WHAT YOU SHOULD DO — Copy out every line of the data exactly.

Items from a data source
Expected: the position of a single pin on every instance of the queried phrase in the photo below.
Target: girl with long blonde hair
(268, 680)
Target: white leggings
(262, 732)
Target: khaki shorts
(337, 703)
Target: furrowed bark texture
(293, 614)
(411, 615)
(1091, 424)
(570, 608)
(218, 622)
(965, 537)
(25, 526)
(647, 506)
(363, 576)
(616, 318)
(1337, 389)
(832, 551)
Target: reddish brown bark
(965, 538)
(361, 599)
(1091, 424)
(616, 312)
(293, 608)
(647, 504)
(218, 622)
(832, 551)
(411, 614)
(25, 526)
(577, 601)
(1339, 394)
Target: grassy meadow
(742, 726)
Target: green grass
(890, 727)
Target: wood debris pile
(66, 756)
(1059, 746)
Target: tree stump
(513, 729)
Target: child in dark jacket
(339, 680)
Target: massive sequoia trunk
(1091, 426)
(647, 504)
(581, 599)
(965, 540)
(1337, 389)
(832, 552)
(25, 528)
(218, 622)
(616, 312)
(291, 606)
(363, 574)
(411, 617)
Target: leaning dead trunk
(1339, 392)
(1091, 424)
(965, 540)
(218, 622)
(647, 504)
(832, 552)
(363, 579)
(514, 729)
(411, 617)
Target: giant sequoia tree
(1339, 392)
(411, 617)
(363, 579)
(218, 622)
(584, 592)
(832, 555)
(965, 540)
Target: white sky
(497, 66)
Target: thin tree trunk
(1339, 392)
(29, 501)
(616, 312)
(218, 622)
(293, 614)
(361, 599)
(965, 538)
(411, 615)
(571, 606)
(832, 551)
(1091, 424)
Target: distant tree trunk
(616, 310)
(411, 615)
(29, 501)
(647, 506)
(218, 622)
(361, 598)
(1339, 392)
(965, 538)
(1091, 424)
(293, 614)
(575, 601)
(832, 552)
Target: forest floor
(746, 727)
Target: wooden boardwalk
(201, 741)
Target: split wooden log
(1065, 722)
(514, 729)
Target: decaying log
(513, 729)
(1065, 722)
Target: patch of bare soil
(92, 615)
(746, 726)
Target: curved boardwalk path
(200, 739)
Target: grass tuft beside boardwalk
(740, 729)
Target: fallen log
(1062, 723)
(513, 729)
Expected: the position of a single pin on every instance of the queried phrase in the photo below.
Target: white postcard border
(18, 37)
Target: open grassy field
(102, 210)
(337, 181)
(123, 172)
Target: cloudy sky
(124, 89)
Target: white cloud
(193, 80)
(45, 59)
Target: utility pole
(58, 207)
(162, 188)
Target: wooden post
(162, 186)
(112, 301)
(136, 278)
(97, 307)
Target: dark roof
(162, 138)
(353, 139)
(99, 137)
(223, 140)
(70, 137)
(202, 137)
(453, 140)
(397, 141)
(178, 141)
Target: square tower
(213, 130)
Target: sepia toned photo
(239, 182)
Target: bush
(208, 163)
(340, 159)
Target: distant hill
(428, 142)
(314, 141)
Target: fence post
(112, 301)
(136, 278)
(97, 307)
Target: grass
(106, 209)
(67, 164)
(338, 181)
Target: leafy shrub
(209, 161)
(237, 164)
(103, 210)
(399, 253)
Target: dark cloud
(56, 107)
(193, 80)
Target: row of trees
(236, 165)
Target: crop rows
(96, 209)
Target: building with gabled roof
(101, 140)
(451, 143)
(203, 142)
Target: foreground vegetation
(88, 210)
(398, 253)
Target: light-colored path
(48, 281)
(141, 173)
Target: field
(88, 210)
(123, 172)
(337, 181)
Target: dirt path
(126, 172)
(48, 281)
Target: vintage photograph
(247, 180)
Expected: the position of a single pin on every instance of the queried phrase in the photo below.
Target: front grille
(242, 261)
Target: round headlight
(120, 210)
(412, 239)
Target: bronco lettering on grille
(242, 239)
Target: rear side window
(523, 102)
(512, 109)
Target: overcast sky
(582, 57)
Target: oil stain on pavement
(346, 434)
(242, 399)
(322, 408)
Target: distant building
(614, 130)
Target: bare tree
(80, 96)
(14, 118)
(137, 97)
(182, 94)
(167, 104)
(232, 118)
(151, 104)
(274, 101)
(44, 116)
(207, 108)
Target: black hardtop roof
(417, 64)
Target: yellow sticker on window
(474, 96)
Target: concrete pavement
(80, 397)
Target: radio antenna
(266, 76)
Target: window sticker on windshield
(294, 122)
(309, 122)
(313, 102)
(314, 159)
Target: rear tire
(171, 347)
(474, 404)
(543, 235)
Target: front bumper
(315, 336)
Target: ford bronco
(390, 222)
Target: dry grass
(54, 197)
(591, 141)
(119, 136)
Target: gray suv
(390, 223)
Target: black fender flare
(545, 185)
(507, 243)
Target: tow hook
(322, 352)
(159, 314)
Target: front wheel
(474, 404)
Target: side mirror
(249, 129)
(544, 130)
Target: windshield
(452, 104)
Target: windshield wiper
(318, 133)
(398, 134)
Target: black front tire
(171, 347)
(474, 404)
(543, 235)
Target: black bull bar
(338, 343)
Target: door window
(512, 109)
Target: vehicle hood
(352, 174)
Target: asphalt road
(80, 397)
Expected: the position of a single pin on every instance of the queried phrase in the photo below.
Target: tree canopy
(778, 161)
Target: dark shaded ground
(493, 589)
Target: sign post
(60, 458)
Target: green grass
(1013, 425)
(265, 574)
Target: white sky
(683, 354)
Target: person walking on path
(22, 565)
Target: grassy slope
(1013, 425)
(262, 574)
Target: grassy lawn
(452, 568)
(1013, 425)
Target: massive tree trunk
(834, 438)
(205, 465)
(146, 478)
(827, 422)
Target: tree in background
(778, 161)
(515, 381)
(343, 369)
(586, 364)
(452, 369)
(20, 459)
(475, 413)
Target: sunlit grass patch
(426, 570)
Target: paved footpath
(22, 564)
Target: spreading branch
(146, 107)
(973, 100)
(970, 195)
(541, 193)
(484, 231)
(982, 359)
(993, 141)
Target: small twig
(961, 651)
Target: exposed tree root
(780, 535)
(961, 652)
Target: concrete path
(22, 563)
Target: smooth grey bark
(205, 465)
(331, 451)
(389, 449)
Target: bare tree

RESULT OF THE EXERCISE —
Expected: the position of a single pin on every instance of the queried phrase in the photo below.
Target: girl with long blonde hair
(268, 680)
Target: white leggings
(262, 732)
Target: khaki shorts
(337, 703)
Target: furrowed bark texture
(293, 614)
(411, 615)
(1091, 424)
(570, 608)
(218, 622)
(965, 537)
(25, 526)
(647, 506)
(363, 576)
(616, 318)
(1337, 389)
(832, 551)
Target: reddish brown bark
(965, 538)
(361, 599)
(1091, 424)
(616, 312)
(293, 608)
(647, 504)
(218, 622)
(832, 551)
(411, 614)
(25, 526)
(577, 601)
(1339, 394)
Target: grassy meadow
(742, 726)
Target: green grass
(890, 727)
Target: wood debris pile
(66, 756)
(1059, 746)
Target: tree stump
(513, 729)
Target: child in dark jacket
(339, 680)
Target: massive sequoia trunk
(1091, 426)
(647, 504)
(581, 599)
(965, 540)
(1337, 389)
(832, 552)
(25, 528)
(218, 622)
(616, 312)
(291, 606)
(363, 574)
(411, 617)
Target: leaning dead trunk
(1339, 392)
(1091, 424)
(965, 540)
(218, 622)
(647, 504)
(832, 552)
(363, 579)
(514, 729)
(411, 617)
Target: giant sequoia tree
(1339, 392)
(411, 617)
(363, 579)
(218, 622)
(584, 592)
(832, 555)
(965, 540)
Target: white sky
(497, 66)
Target: thin tree trunk
(1339, 392)
(29, 501)
(616, 312)
(218, 622)
(293, 614)
(361, 599)
(965, 538)
(411, 615)
(571, 606)
(832, 551)
(1091, 424)
Target: distant tree trunk
(616, 310)
(411, 615)
(29, 501)
(647, 506)
(218, 622)
(361, 598)
(1339, 392)
(965, 538)
(1091, 424)
(293, 614)
(575, 601)
(832, 552)
Target: forest floor
(746, 727)
Target: wooden boardwalk
(201, 741)
Target: split wooden log
(1065, 722)
(514, 729)
Target: decaying log
(513, 729)
(1065, 722)
Target: patch of bare soil
(92, 615)
(746, 726)
Target: curved boardwalk path
(200, 739)
Target: grass tuft beside boardwalk
(740, 729)
Target: fallen log
(1062, 723)
(513, 729)
Expected: the position of a single pin on every instance of the queried phrase in the photo below.
Target: white postcard border
(18, 37)
Target: open grassy field
(102, 210)
(337, 181)
(123, 172)
Target: cloudy sky
(124, 89)
Target: white cloud
(193, 80)
(45, 59)
Target: utility pole
(58, 207)
(162, 188)
Target: wooden post
(162, 186)
(112, 301)
(136, 278)
(97, 307)
Target: dark roof
(162, 138)
(353, 139)
(99, 137)
(223, 140)
(70, 137)
(202, 137)
(453, 140)
(397, 141)
(178, 141)
Target: square tower
(213, 130)
Target: sepia toned photo
(239, 182)
Target: bush
(208, 163)
(340, 159)
Target: distant hill
(428, 142)
(314, 141)
Target: fence post
(112, 301)
(136, 278)
(97, 307)
Target: grass
(106, 209)
(67, 164)
(338, 181)
Target: leafy shrub
(209, 161)
(237, 164)
(103, 210)
(399, 253)
Target: dark cloud
(56, 107)
(193, 80)
Target: row of trees
(236, 165)
Target: crop rows
(96, 209)
Target: building with gabled roof
(101, 140)
(451, 143)
(203, 142)
Target: foreground vegetation
(88, 210)
(398, 253)
Target: light-colored path
(48, 281)
(141, 173)
Target: field
(88, 210)
(123, 172)
(337, 181)
Target: dirt path
(126, 172)
(48, 281)
Target: vintage photograph
(247, 180)
Expected: the position of a single pin on every instance of the queried phrase in the photo below.
Target: front grille
(242, 261)
Target: round headlight
(120, 210)
(412, 239)
Target: bronco lettering on grille
(242, 239)
Target: rear side window
(523, 102)
(512, 109)
Target: overcast sky
(582, 57)
Target: oil stain on pavement
(346, 434)
(242, 399)
(322, 408)
Target: distant building
(614, 130)
Target: bare tree
(80, 96)
(14, 118)
(137, 97)
(182, 94)
(167, 104)
(232, 118)
(151, 104)
(274, 101)
(44, 116)
(207, 108)
Target: black hardtop roof
(417, 64)
Target: yellow sticker on window
(474, 96)
Target: concrete pavement
(80, 397)
Target: radio antenna
(266, 76)
Target: window sticker on windshield
(294, 122)
(309, 122)
(313, 102)
(314, 159)
Target: rear tire
(171, 347)
(474, 404)
(543, 235)
Target: front bumper
(315, 336)
Target: ford bronco
(390, 222)
Target: dry grass
(54, 197)
(591, 141)
(119, 136)
Target: gray suv
(390, 223)
Target: black fender flare
(545, 185)
(507, 243)
Target: tow hook
(322, 352)
(159, 314)
Target: front wheel
(474, 404)
Target: side mirror
(249, 129)
(544, 130)
Target: windshield
(452, 104)
Target: windshield wiper
(318, 133)
(398, 134)
Target: black front tire
(171, 347)
(474, 404)
(543, 235)
Target: black bull bar
(338, 343)
Target: door window
(512, 109)
Target: vehicle hood
(352, 174)
Target: asphalt road
(80, 397)
Expected: the position of a single pin on every instance of the queried phrase in the photo below.
Target: tree canopy
(778, 161)
Target: dark shaded ground
(493, 589)
Target: sign post
(60, 458)
Target: green grass
(1013, 425)
(265, 574)
Target: white sky
(683, 354)
Target: person walking on path
(22, 565)
Target: grassy slope
(1013, 425)
(262, 574)
Target: grassy lawn
(452, 568)
(1013, 425)
Target: massive tree trunk
(834, 438)
(205, 465)
(146, 478)
(827, 422)
Target: tree in background
(778, 161)
(515, 381)
(343, 369)
(586, 364)
(452, 369)
(20, 459)
(475, 413)
Target: sunlit grass patch
(426, 570)
Target: paved footpath
(22, 564)
Target: spreading branch
(146, 107)
(973, 100)
(970, 195)
(541, 193)
(484, 231)
(982, 359)
(993, 141)
Target: small twig
(961, 651)
Target: exposed tree root
(780, 535)
(961, 652)
Target: concrete path
(22, 563)
Target: smooth grey bark
(205, 465)
(331, 451)
(389, 449)
Target: bare tree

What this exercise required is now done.